### Complete the following
1. According to the KVM patch, which MMU is the only one that uses FROZEN_SPTE?
2. Shift the coordinates in the entries by adding 65 to every number in the answers, and write out the stretch from the line containing "of the blurred" through the final entry, keeping each request line unchanged. Give only those lines.

### Document extract

When the TDP MMU is allowed to handle page faults in parallel there is
the possiblity of a race where an SPTE is cleared and then imediately
replaced with a present SPTE pointing to a different PFN, before the
TLBs can be flushed. This race would violate architectural specs. Ensure
that the TLBs are flushed properly before other threads are allowed to
install any present value for the SPTE.

Reviewed-by: Peter Feiner <pfeiner@google.com>

Signed-off-by: Ben Gardon <bgardon@google.com>
---
 arch/x86/kvm/mmu/spte.h    | 16 +++++++++-
 arch/x86/kvm/mmu/tdp_mmu.c | 62 ++++++++++++++++++++++++++++++++------
 2 files changed, 68 insertions(+), 10 deletions(-)

diff --git a/arch/x86/kvm/mmu/spte.h b/arch/x86/kvm/mmu/spte.h
index 2b3a30bd38b0..ecd9bfbccef4 100644
--- a/arch/x86/kvm/mmu/spte.h
+++ b/arch/x86/kvm/mmu/spte.h
@@ -130,6 +130,20 @@ extern u64 __read_mostly shadow_nonpresent_or_rsvd_mask;
 					  PT64_EPT_EXECUTABLE_MASK)
 #define SHADOW_ACC_TRACK_SAVED_BITS_SHIFT PT64_SECOND_AVAIL_BITS_SHIFT
 
+/*
+ * If a thread running without exclusive control of the MMU lock must perform a
+ * multi-part operation on an SPTE, it can set the SPTE to FROZEN_SPTE as a
+ * non-present intermediate value. This will guarantee that other threads will
+ * not modify the spte.
+ *
+ * This constant works because it is considered non-present on both AMD and
+ * Intel CPUs and does not create a L1TF vulnerability because the pfn section
+ * is zeroed out.
+ *
+ * Only used by the TDP MMU.
+ */
+#define FROZEN_SPTE (1ull << 59)
+
 /*
  * In some cases, we need to preserve the GFN of a non-present or reserved
  * SPTE when we usurp the upper five bits of the physical address space to
@@ -187,7 +201,7 @@ static inline bool is_access_track_spte(u64 spte)
 
 static inline int is_shadow_present_pte(u64 pte)
 {
-	return (pte != 0) && !is_mmio_spte(pte);
+	return (pte != 0) && !is_mmio_spte(pte) && (pte != FROZEN_SPTE);
 }
 
 static inline int is_large_pte(u64 pte)

(Location identification items)

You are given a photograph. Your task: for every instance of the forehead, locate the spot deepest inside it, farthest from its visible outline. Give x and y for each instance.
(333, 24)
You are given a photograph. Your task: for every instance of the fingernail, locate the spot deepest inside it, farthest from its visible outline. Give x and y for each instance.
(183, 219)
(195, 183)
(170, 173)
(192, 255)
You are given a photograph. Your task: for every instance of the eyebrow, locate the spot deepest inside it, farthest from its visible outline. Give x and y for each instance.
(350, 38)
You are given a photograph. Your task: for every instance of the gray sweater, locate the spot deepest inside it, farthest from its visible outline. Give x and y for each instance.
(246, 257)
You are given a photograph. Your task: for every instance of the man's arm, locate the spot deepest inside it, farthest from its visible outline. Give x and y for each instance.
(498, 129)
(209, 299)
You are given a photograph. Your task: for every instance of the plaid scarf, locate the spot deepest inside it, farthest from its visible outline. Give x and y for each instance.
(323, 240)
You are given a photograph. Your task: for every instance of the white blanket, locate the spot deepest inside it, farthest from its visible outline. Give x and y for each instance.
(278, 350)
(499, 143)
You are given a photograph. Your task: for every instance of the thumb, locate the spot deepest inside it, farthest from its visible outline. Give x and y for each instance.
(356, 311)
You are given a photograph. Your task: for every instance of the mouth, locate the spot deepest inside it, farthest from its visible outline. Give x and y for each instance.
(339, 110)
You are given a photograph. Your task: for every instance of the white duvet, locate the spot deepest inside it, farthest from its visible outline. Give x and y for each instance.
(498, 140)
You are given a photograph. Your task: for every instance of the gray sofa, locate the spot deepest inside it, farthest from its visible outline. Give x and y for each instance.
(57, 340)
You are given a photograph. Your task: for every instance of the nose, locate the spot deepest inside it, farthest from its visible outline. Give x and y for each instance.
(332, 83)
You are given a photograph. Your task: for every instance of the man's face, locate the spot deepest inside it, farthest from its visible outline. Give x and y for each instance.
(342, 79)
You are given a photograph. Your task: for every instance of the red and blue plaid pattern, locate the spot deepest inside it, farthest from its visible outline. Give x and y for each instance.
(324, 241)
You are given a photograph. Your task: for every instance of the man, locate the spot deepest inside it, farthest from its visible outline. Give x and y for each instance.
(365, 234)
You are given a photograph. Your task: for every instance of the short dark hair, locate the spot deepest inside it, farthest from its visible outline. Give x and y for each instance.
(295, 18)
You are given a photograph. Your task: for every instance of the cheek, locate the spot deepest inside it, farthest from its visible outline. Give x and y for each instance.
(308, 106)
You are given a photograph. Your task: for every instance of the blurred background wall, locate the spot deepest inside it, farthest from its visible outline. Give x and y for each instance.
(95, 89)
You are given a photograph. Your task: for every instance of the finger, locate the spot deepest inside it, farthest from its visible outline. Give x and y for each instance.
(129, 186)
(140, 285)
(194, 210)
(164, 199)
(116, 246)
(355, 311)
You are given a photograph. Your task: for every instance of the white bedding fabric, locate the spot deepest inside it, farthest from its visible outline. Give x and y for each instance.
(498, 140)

### Answers for this exercise
1. The TDP MMU.

2.
You are given a photograph. Your task: for every instance of the blurred background wall, locate the spot deepest inside it, farthest from its visible outline. Give x and y for each instance.
(160, 154)
You are given a photograph. Your task: for every instance of the finger, locate the spot deepest inside it, farthest from its visible outline. Give x and y for each instance.
(194, 251)
(205, 350)
(259, 275)
(229, 264)
(181, 311)
(420, 376)
You are given a photograph. Your task: for every instance of the white bedding fabric, locate the spot deepest inside it, farthest from its visible outline. Give x and y for each instance.
(563, 205)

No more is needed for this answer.